Algorithm 1 presents the proposed net avoidance controls. In this algorithm, $RotAngle\in \{\frac{\pi }{2},-\frac{\pi }{2}\}$ indicates the rotation direction of the robot, while circling around a detected net. Both directions of movement can avoid obstacles. However, considering a net which is partially observable by the robot, the robot cannot access which maneuver leads to net avoidance. In Algorithm 1, we set $RotAngle=\frac{\pi }{2}$ initially.

In Algorithm 1, the robot stores the recent trajectory of the robot. Let $k_d>0$ denote a tuning parameter determining the storage window size. At each time step k, the stored trajectory list is given as

$$\begin{array}{c}\hfill [\mathbf{r}(k-k_d),\mathbf{r}(k-k_d+1),\dots ,\mathbf{r}(k)]\end{array}$$

(3)

Here, $\mathbf{r}(k-k_d)\in {\mathcal{R}}^2$ is called the reset point.

We say that the robot is stuck, in the case where every robot position in

$$\begin{array}{c}\hfill [\mathbf{r}(k-\frac{k_d}{2}),\mathbf{r}(k-\frac{k_d}{2}+1),\dots ,\mathbf{r}(k)]\end{array}$$

(4)

is inside a circle with radius $\beta \ge 0$. Here, $\beta$ is a tuning parameter determining the stuck situation. As $\beta$ decreases, the robot is stuck in a smaller space.

Once the robot is stuck, it moves towards the reset point until reaching the reset point. As the robot reaches the reset point, it moves towards the goal. Suppose that the robot has been using $RotAngle$ as its maneuver strategy before it enters the stuck situation. In order to find a way to get out of the stuck situation, the robot changes its maneuver strategy using ($RotAngle=-RotAngle$). In this way, as the robot detects a net during its maneuver, it circles around the detected net in the reverse direction. The effect of this reverse maneuver strategy is presented in Section 3.2.3.

In Algorithm 1, the robot moves towards the goal by setting its velocity vector as (2). In Algorithms 1 and 2, $HalfCircleMove(RotAngle)$ is performed whenever the robot detects a net during its maneuver.

TASK REQUIREMENTS
• A. In the passage on net avoidance controls, what does the robot do once it has reached the reset point?
• B. Write the next part of the passage on net avoidance controls, picking up right after its final sentence.

RECORDS SHOWN
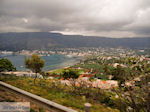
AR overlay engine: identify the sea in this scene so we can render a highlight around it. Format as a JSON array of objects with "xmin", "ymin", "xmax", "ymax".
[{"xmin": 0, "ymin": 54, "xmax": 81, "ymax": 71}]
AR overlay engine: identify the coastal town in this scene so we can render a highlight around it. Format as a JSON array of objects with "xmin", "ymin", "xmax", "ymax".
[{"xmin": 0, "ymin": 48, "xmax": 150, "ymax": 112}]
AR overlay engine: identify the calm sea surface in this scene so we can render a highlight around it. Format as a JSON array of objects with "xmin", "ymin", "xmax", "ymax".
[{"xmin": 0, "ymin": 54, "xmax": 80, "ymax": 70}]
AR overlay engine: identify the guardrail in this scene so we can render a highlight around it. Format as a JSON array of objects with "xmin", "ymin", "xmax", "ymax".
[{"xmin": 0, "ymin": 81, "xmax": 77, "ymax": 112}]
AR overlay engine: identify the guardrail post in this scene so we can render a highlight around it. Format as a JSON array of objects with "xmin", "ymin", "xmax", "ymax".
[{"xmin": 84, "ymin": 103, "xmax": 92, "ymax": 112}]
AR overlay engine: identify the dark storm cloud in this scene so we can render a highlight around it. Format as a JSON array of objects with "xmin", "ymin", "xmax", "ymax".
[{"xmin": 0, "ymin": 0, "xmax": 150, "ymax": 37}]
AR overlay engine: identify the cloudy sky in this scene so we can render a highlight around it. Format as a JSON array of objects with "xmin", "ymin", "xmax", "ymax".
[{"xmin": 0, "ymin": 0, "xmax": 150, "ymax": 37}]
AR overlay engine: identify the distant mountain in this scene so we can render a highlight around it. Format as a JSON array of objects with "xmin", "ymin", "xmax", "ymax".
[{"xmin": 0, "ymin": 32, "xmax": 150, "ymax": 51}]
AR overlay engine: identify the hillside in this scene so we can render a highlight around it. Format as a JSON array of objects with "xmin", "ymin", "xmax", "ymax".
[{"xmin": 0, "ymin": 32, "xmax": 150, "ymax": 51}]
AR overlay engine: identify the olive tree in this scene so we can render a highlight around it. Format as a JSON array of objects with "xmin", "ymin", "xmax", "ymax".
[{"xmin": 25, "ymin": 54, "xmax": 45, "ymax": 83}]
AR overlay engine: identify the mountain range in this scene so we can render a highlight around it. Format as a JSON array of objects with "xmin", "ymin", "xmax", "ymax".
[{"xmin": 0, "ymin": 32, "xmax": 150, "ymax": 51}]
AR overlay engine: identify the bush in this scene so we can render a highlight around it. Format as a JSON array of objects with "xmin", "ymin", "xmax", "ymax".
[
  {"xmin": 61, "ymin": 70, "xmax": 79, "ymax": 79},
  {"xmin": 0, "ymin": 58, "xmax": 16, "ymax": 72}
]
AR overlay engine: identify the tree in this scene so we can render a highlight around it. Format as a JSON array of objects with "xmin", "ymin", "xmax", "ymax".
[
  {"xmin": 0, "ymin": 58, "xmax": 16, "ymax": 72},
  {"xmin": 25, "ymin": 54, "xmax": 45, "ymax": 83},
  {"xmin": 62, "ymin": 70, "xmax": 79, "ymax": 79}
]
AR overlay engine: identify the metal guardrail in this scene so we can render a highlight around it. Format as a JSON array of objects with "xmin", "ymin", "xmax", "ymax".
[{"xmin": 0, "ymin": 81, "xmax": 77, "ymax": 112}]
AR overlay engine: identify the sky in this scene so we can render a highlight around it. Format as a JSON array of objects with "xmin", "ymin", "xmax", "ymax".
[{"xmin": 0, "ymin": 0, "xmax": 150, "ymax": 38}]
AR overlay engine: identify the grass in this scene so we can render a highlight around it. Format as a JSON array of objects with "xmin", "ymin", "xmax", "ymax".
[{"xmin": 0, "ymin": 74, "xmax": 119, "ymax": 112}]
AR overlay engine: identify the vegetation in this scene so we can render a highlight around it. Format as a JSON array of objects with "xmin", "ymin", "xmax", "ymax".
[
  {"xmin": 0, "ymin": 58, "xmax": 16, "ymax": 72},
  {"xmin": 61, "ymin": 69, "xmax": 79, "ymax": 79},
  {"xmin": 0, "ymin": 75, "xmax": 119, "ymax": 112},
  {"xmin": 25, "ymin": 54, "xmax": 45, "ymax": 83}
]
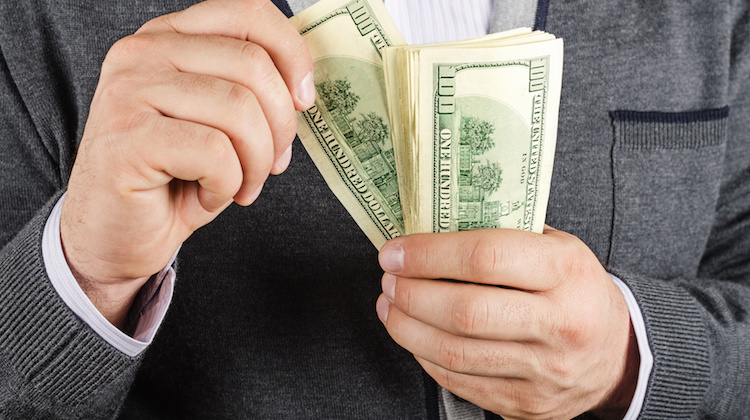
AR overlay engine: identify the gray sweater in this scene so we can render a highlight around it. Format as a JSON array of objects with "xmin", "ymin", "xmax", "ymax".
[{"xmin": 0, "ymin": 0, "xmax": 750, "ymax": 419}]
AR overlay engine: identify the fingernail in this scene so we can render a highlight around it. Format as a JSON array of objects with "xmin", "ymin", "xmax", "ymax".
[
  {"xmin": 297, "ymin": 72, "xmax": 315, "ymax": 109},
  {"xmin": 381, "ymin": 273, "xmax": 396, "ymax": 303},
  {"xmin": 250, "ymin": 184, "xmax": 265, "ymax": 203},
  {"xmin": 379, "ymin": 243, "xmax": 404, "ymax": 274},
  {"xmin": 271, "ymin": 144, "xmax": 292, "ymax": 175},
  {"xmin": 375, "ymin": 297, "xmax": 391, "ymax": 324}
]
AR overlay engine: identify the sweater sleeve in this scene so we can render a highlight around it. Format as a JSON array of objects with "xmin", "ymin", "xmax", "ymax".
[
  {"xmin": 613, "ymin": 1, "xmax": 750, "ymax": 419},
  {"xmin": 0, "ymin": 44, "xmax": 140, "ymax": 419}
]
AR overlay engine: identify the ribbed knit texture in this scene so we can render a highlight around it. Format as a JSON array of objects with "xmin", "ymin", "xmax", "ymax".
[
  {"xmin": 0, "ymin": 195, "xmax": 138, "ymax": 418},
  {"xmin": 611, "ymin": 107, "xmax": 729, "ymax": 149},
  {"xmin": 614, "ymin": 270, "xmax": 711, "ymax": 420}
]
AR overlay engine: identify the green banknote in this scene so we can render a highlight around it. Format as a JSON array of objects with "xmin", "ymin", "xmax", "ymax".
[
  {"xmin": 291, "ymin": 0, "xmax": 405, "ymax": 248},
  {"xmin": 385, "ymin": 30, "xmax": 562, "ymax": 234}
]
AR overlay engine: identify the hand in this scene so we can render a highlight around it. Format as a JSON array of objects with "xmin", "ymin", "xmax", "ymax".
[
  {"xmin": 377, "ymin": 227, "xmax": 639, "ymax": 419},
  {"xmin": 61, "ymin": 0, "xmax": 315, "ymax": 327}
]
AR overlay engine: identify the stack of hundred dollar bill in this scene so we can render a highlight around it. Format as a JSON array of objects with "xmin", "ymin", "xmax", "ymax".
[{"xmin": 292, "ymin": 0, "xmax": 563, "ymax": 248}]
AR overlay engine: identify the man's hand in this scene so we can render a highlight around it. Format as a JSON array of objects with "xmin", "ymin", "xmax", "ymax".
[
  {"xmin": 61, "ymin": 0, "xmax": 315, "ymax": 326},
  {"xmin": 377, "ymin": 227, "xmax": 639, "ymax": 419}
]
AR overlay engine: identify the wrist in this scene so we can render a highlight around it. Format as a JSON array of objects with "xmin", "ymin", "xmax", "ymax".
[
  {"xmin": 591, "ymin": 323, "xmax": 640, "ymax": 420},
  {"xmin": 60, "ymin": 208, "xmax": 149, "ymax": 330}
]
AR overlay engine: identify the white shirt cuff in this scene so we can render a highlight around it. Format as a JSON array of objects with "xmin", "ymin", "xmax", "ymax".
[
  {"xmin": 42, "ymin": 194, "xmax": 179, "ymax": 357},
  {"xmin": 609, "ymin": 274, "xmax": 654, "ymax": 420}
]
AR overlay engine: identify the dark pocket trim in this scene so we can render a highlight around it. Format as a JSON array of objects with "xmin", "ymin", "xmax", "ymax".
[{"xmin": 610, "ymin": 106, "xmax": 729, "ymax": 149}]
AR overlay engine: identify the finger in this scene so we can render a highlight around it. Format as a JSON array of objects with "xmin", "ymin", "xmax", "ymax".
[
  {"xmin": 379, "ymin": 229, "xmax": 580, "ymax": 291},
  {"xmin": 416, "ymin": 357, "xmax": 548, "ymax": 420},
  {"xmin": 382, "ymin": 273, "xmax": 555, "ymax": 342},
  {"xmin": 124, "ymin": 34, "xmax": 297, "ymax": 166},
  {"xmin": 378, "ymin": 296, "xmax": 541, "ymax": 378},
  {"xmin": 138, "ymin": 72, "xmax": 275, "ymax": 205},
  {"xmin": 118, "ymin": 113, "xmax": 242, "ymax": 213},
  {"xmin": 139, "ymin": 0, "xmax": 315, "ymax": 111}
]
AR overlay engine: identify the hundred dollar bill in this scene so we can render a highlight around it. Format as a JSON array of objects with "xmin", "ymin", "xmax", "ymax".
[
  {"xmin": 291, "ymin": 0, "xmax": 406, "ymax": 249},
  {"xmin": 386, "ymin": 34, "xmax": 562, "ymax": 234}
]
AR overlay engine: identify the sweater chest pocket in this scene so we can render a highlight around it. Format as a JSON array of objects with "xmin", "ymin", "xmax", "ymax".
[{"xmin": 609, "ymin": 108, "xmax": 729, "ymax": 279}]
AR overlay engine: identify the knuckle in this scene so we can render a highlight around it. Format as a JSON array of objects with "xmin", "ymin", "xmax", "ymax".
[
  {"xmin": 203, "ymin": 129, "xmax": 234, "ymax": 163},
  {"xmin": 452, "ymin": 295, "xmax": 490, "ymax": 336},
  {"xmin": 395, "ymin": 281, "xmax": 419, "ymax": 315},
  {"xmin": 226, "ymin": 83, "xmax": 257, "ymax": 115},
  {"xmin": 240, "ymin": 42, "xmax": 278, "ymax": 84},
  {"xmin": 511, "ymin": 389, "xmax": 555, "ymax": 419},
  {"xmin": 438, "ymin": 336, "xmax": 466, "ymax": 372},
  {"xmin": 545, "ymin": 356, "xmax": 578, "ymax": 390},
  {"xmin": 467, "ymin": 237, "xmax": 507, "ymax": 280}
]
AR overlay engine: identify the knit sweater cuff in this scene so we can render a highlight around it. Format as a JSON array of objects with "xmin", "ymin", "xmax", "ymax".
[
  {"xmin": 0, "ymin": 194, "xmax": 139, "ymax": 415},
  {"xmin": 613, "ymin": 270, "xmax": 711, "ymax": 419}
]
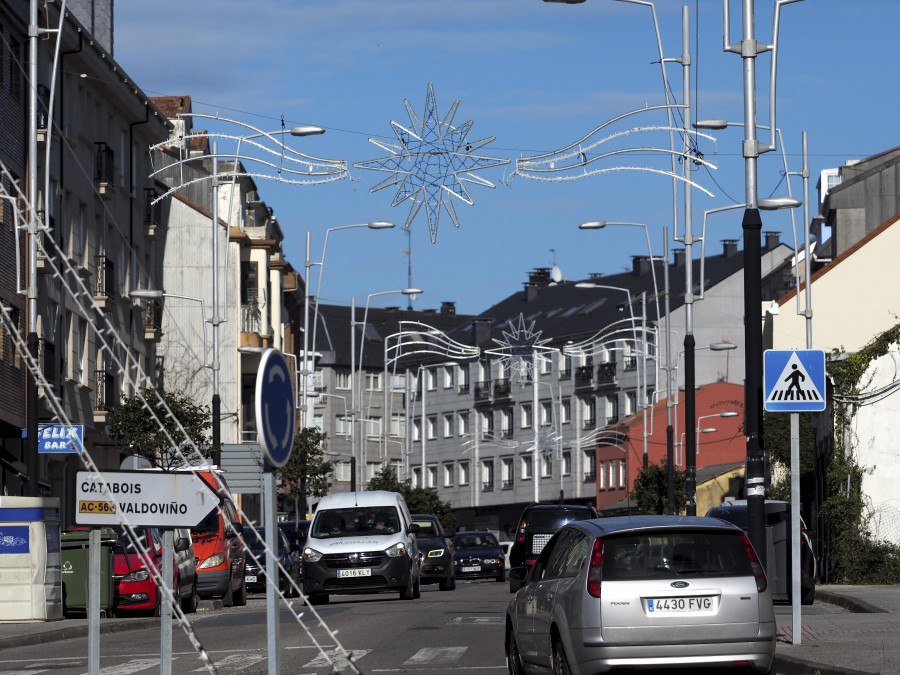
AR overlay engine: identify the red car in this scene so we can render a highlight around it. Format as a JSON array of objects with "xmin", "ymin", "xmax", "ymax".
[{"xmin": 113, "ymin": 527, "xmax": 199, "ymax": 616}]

RESPONSES TO THE EXERCISE
• A. It moves towards the goal.

• B.
Algorithm 1 Net avoidance controls

1: The robot moves towards the goal;   2: $RotAngle=\frac{\pi }{2}$;   3: repeat   4:    if the robot detects a net during its maneuver then   5:      $HalfCircleMove(RotAngle)$;   6:      The robot moves towards the goal;   7:    end if   8:    if the robot is stuck then   9:      The robot moves towards the reset point until reaching the reset point; 10:      Once the robot reaches the reset point, it moves towards the goal; 11:      $RotAngle=-RotAngle$; 12:    end if 13: until The robot reaches its goal;

Algorithm 2 $HalfCircleMove(RotAngle)$

1: The robot moves away from a detected net for D distance units; 2: The robot moves along a half circle with radius D; 3: if the robot detects a net during its maneuver then 4:    $HalfCircleMove(RotAngle)$; 5: end if

In Algorithm 2, the robot moves away from a detected net for D distance units. Here, D is a tuning constant, presenting the maximum sensing range of the robot. In simulations, we check the effect of changing D.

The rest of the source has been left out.